They say a hero is only as good as his villains, which is one of the reasons I think Captain Marvel is one of the greatest superheroes ever—he's got the best villains! In addition to his archenemy Doctor Thaddeus Bodog Sivana, he's got Mister Mind, an evil alien worm determined to conquer and rule the world.
He was first introduced in Fawcett's Golden Age Captain Marvel comics, as the unseen mastermind behind the Monster Society of Evil that was bedeviling Cap and the whole world. The revelation that he was just a little worm, who wore glasses to see and a little radio around his neck to talk, was a surprise twist. He was put to death in a tiny little electric chair, mounted atop a regular electric chair, and then stuffed and mounted.
But he returned, repeatedly!
After DC bought Fawcett and absorbed their characters, Mr. Mind was relegated to Earth-2 and Earth-S, but was introduced into the post-Crisis DCU in a short-lived miniseries it's probably best to pretend never happened (in that, he was the worm in the bottom of a tequila bottle Sivana was drinking on) and then better and more thoroughly by Jerry Ordway in his Power of Shazam series. Ordway's Mister Mind was a Venusian evil alien worm determined to conquer and rule the world, the vanguard agent of a race of Venusian worms. Ordway's was less cartoonish and more realistic in appearance, looking much more like a caterpillar.
·····
→ **THE TASKS**:
a) Answer these questions from the passage about Mister Mind:
(i) What did Mister Mind wear around his neck to talk?
(ii) In the short-lived post-Crisis miniseries, where was he found?
(iii) In which series did Jerry Ordway introduce him more thoroughly?
b) Carry on the passage about Mister Mind, starting right after its last sentence.
The rows that come next are separate material with no connection to the passage about Mister Mind.

→ **EXTRACTED MATERIAL**:
·····
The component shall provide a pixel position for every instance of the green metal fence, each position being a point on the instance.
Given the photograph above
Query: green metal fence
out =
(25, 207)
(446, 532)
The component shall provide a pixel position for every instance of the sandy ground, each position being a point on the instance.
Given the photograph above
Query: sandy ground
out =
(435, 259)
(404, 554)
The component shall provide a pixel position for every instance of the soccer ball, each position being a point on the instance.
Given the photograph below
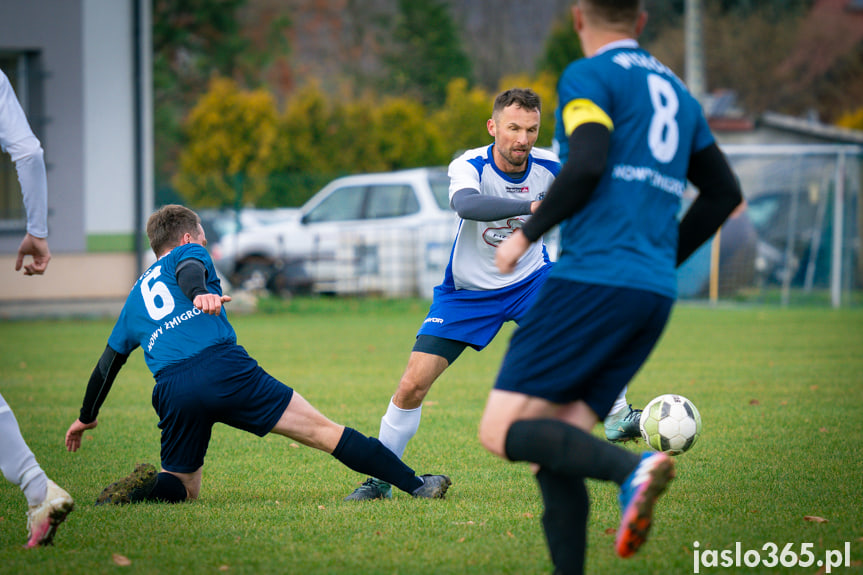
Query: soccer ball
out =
(670, 423)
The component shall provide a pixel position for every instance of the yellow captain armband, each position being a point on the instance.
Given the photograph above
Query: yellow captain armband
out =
(578, 112)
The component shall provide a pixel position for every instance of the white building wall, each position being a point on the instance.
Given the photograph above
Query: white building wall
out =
(109, 121)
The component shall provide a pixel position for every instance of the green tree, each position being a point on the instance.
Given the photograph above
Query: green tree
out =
(405, 138)
(231, 136)
(561, 47)
(426, 52)
(194, 40)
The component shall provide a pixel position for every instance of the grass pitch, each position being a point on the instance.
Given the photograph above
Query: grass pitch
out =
(779, 461)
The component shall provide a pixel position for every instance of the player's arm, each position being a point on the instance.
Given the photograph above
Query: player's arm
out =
(588, 153)
(718, 194)
(192, 279)
(470, 204)
(588, 144)
(100, 383)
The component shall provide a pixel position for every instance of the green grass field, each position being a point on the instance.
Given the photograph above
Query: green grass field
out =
(780, 393)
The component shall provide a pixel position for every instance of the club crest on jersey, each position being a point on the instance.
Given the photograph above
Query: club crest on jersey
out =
(493, 236)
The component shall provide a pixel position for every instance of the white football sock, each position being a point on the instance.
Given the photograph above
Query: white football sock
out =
(619, 403)
(18, 463)
(398, 426)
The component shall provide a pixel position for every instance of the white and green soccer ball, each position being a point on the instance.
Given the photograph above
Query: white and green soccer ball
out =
(670, 423)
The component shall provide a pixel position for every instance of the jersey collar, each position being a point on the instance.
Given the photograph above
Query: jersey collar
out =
(628, 43)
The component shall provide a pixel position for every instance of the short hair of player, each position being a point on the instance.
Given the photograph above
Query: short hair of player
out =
(168, 224)
(614, 13)
(521, 97)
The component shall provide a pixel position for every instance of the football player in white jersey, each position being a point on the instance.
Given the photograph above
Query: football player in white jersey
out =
(49, 504)
(494, 189)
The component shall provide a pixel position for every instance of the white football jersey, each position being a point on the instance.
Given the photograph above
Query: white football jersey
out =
(471, 264)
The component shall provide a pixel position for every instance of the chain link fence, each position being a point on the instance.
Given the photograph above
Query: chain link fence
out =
(798, 239)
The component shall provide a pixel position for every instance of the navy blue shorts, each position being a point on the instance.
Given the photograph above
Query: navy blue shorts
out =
(222, 384)
(475, 316)
(583, 342)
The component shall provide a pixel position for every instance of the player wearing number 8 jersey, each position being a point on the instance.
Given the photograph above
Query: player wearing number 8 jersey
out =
(630, 136)
(175, 313)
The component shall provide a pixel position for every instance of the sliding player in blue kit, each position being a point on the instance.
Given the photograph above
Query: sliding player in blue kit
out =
(630, 135)
(175, 313)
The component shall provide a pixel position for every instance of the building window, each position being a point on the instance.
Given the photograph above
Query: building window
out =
(24, 73)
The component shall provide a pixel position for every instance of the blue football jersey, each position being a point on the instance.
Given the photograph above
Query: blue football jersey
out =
(158, 317)
(655, 125)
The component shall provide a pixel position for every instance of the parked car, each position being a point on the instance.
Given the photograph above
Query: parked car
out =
(386, 232)
(806, 221)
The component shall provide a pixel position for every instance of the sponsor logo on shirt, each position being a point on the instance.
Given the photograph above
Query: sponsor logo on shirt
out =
(493, 236)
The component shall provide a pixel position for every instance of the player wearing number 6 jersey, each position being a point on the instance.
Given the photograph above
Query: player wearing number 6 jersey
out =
(630, 136)
(175, 313)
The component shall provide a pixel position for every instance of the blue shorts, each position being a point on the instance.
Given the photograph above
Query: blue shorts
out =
(222, 384)
(583, 342)
(475, 316)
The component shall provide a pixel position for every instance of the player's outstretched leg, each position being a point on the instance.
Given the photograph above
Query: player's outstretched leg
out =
(43, 519)
(638, 495)
(622, 426)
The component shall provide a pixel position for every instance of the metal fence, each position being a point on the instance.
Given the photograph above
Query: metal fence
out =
(798, 239)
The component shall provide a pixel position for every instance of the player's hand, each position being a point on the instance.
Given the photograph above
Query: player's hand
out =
(75, 432)
(211, 303)
(36, 247)
(509, 252)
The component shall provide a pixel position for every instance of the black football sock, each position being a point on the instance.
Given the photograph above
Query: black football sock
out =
·····
→ **SOLVED PROBLEMS**:
a)
(i) A little radio.
(ii) In the bottom of a tequila bottle Sivana was drinking from.
(iii) Power of Shazam.

b)
Mind played a big and surprising role in the weekly series 52, during which he had grown from his larval form into a "Hyperfly," an evil butterfly-like cosmic creature that feeds on entire universes.
Writer Paul Cornell and artist Pete Woods brought Mind back in another surprising appearance during their Action Comics story arc, "The Black Ring" (reviewed here).
Mind appears in a splash panel on the last page of the first issue (#890), emerging from the head of one of a trio of mind-controlled kidnappers who have attempted to capture Lex Luthor:
As you can see, Cornell and Woods' Mind looks an awful lot like Ordway's, although now he's bigger—about the size of a large stuffed animal—and while his body is rounder and fatter, his legs and mandibles are pointer and more menacing looking—sometimes. Depending on the context. Here he's dripping with gore, and meant to be a bit scary.
He still talks via a radio or "talk box," although it's a little more modern and space-age in design. While the original wore spectacles, and Ordway's had big, round eyes that visually echoed the original's glasses, this one was the segmented eyes of an insect, save with one in the middle being black, suggesting a pupil. The result is an eye that looks insect-like and cartoonish at once.
Cornell usage of Mind is as the first of many villains Luthor is juxtaposed with throughout the year-long storyline. Mind is working for someone else, although he himself doesn't know who or what he's working for. He (and we) just know it's something incredibly powerful, so powerful its made a lackey out of a villain who has organized Monster Societies, attempted to conquer the world and once almost ate the whole Multiverse.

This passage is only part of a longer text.